**ACTIVITY:** Omit the images. Reproduce each line of the records exactly as it appears.

**GIVEN DATA:**
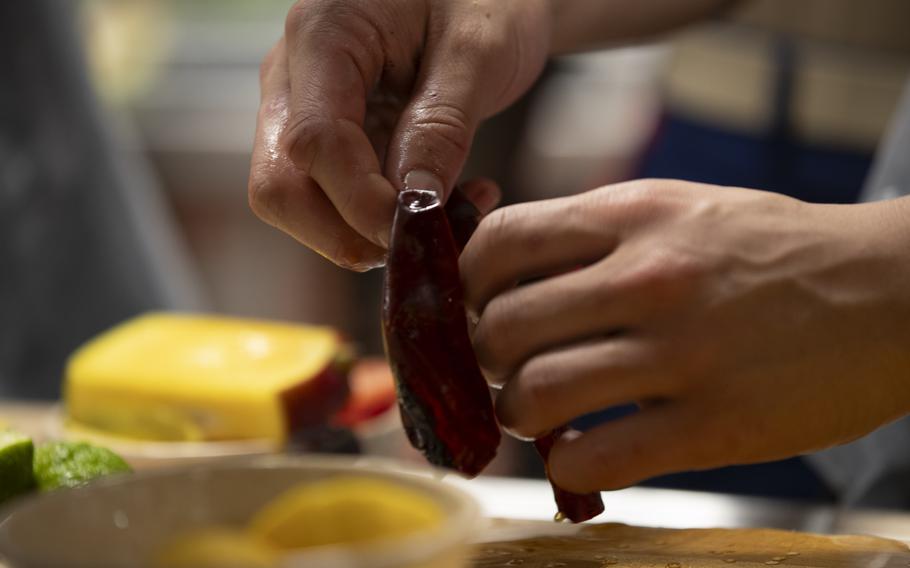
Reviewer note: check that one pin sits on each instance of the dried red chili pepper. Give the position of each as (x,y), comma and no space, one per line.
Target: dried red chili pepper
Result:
(445,404)
(576,507)
(444,400)
(464,218)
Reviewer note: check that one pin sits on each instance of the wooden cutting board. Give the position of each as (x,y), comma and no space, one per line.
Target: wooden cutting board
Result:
(620,546)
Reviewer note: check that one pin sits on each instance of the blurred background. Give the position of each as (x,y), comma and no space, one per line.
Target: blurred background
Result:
(183,75)
(784,96)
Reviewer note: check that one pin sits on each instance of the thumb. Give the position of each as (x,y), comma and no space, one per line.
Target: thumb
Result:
(434,132)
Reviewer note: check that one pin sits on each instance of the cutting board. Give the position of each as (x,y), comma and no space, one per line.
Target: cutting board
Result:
(533,545)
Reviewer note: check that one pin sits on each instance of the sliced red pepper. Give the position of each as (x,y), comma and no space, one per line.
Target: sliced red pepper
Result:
(444,400)
(576,507)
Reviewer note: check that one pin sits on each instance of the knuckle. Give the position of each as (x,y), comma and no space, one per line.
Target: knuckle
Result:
(496,227)
(447,127)
(492,343)
(267,63)
(266,198)
(537,386)
(300,138)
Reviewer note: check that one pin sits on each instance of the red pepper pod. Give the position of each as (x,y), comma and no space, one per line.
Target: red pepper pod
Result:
(574,506)
(444,400)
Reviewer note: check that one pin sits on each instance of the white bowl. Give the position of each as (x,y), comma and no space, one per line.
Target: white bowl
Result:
(144,454)
(124,521)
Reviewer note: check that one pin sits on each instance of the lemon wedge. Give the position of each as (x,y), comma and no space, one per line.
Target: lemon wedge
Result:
(217,548)
(343,510)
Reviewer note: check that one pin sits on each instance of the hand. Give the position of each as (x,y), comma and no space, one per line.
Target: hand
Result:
(363,98)
(748,326)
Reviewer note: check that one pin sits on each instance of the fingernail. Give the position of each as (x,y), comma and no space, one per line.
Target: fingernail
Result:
(424,179)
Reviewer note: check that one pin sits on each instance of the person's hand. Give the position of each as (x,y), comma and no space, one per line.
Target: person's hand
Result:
(748,326)
(363,98)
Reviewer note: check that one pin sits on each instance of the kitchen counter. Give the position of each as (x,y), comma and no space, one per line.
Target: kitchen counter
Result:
(531,500)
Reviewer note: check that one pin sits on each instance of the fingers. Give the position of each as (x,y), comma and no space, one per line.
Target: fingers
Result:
(555,387)
(332,70)
(483,193)
(526,241)
(285,197)
(658,440)
(583,304)
(453,93)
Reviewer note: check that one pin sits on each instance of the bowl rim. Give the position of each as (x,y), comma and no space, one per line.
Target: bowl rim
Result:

**PROBLEM SOLUTION:**
Reviewer note: check that one pin sits on each instance of the dried red chili pepper. Give the position of each as (x,y), comma and no space, one per line.
Target: dried red chili pepper
Result:
(445,404)
(576,507)
(444,400)
(464,218)
Reviewer note: check that one pin sits on each instance of the wooden cutting board. Give the position of each as (x,y), comma and no space, one per line.
Target: wooden cutting board
Result:
(620,546)
Reviewer note: check that one pin sits on each instance of the blurred background. Give the position of each as (x,y), comma and no space, one per line.
Target: blurred background
Result:
(183,75)
(784,96)
Reviewer note: check that one pin sits on each instance of the thumb. Give the position of each as (x,y), comma and no space, one per line.
Target: thumb
Result:
(434,132)
Reviewer note: check that one pin sits on each instance of the cutting board. Give the position of each as (x,y), comma and no space, one per line.
Target: cutting board
Result:
(533,545)
Reviewer note: check that one pin sits on each instance of the sliced red pepper. Give the position of each as (x,y), comma and no space, one per line.
Target: sliced red pepper
Result:
(444,400)
(576,507)
Reviewer note: check that one pin sits on each instance of the knuckle. Give the position of each as (x,y), comma and no space, one per line.
Target: knuckle
Result:
(496,227)
(447,127)
(492,343)
(267,63)
(266,198)
(537,386)
(300,138)
Reviewer note: check that one pin sits on each instance of the red pepper pod. Give the position of each as (x,y), comma and no space, one per line.
Target: red pepper pod
Result:
(574,506)
(444,400)
Reviewer note: check that one pin sits on each instance of the white bowl. Give the position of each as (x,y), comma and no space, one per line.
Target: white bowl
Result:
(144,454)
(124,521)
Reviewer note: check that one pin sits on each instance of the lemon wedge. Give the position of each as (x,y), comma and no space, one per line.
Target: lemon wedge
Result:
(217,548)
(343,510)
Reviewer note: check that one pin sits on each instance of the hand. Give the position of each as (x,y), comma and no space, one per line.
Target: hand
Result:
(363,98)
(748,326)
Reviewer note: check that one pin sits on each instance of the fingernail. Give the position of each as (x,y), comma and no space, one per line.
Target: fingernail
Result:
(424,179)
Reviewer note: check that one pin sits on each instance of the person's hand. Give the position of each as (x,y), comma and no space, one per line.
Target: person's hand
Result:
(748,326)
(363,98)
Reviewer note: check that one pin sits on each instance of the kitchen counter. Give the position of each as (x,y), comma and no space, one per line.
Target: kitchen counter
Result:
(531,500)
Reviewer note: check that one pin sits on each instance of the fingers. Give the position of each as (x,y), comma and no space, one per line.
Target: fingers
Result:
(555,387)
(332,70)
(483,193)
(526,241)
(285,197)
(658,440)
(583,304)
(453,93)
Reviewer note: check that one pin sits on each instance of the bowl rim. Give the position of each as (x,y), comma and no space, one per line.
Target: bowl rim
Result:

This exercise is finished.